- _BRIEF_
The entries that follow should be written out exactly.

- _PROVIDED ENTRIES_
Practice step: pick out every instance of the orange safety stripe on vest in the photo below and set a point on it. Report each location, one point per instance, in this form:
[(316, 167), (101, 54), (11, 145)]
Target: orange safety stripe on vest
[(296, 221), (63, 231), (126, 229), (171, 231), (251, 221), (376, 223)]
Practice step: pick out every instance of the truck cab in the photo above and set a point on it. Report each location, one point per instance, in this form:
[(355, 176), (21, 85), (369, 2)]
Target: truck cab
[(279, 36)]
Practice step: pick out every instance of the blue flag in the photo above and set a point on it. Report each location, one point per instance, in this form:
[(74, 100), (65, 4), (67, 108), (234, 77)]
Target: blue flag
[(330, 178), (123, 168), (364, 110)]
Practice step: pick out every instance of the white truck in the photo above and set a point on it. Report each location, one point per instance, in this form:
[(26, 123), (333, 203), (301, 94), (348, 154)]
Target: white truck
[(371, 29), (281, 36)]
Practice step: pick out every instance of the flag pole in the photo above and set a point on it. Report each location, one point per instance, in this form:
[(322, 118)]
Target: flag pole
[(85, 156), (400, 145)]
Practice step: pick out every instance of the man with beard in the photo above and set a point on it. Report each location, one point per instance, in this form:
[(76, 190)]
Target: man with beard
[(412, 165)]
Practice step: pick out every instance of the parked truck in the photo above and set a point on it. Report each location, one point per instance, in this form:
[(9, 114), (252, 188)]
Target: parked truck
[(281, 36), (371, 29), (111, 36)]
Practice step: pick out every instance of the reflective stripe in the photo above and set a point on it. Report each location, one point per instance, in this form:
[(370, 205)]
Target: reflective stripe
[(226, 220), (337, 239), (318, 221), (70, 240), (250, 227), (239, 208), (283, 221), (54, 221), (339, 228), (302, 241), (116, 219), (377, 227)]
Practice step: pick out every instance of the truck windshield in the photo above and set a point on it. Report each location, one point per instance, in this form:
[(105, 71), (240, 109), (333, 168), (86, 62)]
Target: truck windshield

- _RESULT OF THE TASK_
Practice step: pick out every instance of the orange safety stripe on vest in the photo below and set a point on it. Report each location, one point per instance, in this form:
[(316, 167), (101, 54), (11, 145)]
Target: orange safety stripe on vest
[(296, 221), (63, 231), (126, 229), (171, 231), (251, 221), (376, 223)]
Practice step: pick out every instance of the truck cab in the photo above and set a point on it. Report each location, one point per instance, in this form:
[(355, 176), (21, 85), (369, 2)]
Target: truck cab
[(279, 36)]
Practice step: pick out every instance of the blue flag in the photo above and set a point on it. Report each location, one point per instance, in this form:
[(74, 100), (65, 4), (67, 108), (234, 77)]
Target: blue flag
[(330, 178), (123, 168), (364, 110)]
Practice step: pick out every instance of the white truck in the photo above and set a point on it. Report each location, one point per instance, in this form:
[(26, 123), (333, 203), (301, 94), (348, 154)]
Target: white truck
[(371, 29), (281, 36)]
Practice step: pick out every instance of the flag pole in the photo above and set a point on it. Report each location, one point per instance, in this form:
[(322, 118)]
Target: flag pole
[(85, 156), (400, 145)]
Practice step: pick out every instance of the man with beard in the photo above and set a point on it. Report each location, one point per instance, in this form:
[(76, 190)]
Target: man with beard
[(412, 165)]
Practice step: pick out every instance of the parked truck in the photo above and set a point on it. Report each location, one point per instance, in this form:
[(9, 114), (252, 188)]
Target: parked truck
[(281, 36), (371, 29), (111, 36)]
Practice step: pick out every instance of the reflective stripe in the photo above and set a point on it. Report each location, one point per instance, in this form:
[(370, 205)]
Target: reflective stripe
[(226, 220), (337, 239), (318, 221), (70, 240), (250, 227), (239, 208), (283, 221), (54, 221), (339, 228), (302, 241), (116, 219), (377, 227)]
Practice step: pick out every instance of the truck windshield in the photo above and set a point on it. Report each location, one point per instance, in this form:
[(105, 71), (240, 109), (333, 168), (86, 62)]
Target: truck windshield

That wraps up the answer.